• **Problem details**
Every line that includes the word "below" needs to be copied from the listing.

• **Input material**
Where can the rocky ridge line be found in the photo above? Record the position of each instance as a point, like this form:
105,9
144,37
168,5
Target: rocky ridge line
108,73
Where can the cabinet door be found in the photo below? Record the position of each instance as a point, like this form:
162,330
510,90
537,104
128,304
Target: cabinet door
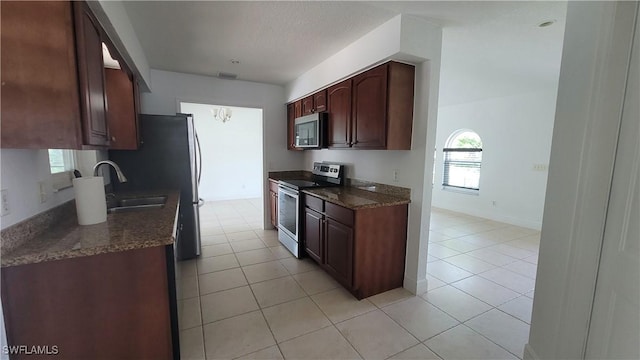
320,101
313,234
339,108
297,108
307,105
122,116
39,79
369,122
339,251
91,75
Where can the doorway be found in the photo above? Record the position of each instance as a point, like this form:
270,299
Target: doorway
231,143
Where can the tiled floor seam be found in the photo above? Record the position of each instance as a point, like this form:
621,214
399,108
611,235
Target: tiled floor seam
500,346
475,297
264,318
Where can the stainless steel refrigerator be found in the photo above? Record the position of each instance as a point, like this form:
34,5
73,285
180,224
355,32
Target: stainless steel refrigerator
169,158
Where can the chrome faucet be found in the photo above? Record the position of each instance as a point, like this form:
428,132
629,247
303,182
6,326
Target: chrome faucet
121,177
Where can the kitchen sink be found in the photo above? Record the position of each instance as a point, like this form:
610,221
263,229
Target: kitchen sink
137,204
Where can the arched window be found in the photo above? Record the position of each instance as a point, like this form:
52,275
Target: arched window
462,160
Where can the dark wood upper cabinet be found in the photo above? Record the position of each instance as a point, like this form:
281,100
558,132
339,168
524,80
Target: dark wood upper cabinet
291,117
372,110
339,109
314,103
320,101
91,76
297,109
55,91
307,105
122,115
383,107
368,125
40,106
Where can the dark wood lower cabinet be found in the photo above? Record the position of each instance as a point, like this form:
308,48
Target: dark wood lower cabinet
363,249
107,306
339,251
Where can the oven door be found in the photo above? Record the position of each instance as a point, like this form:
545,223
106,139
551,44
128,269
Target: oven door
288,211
==
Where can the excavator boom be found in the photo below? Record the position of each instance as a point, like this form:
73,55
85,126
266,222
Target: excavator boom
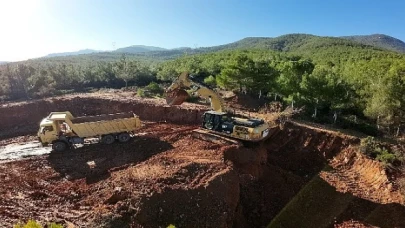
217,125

• **Answer space**
Where can the cabinet door be found in the photo below? Record the position of each instance as a point, like this form:
Where can the excavator boom be found in the photo below? Record the position of each instance as a point, like this form:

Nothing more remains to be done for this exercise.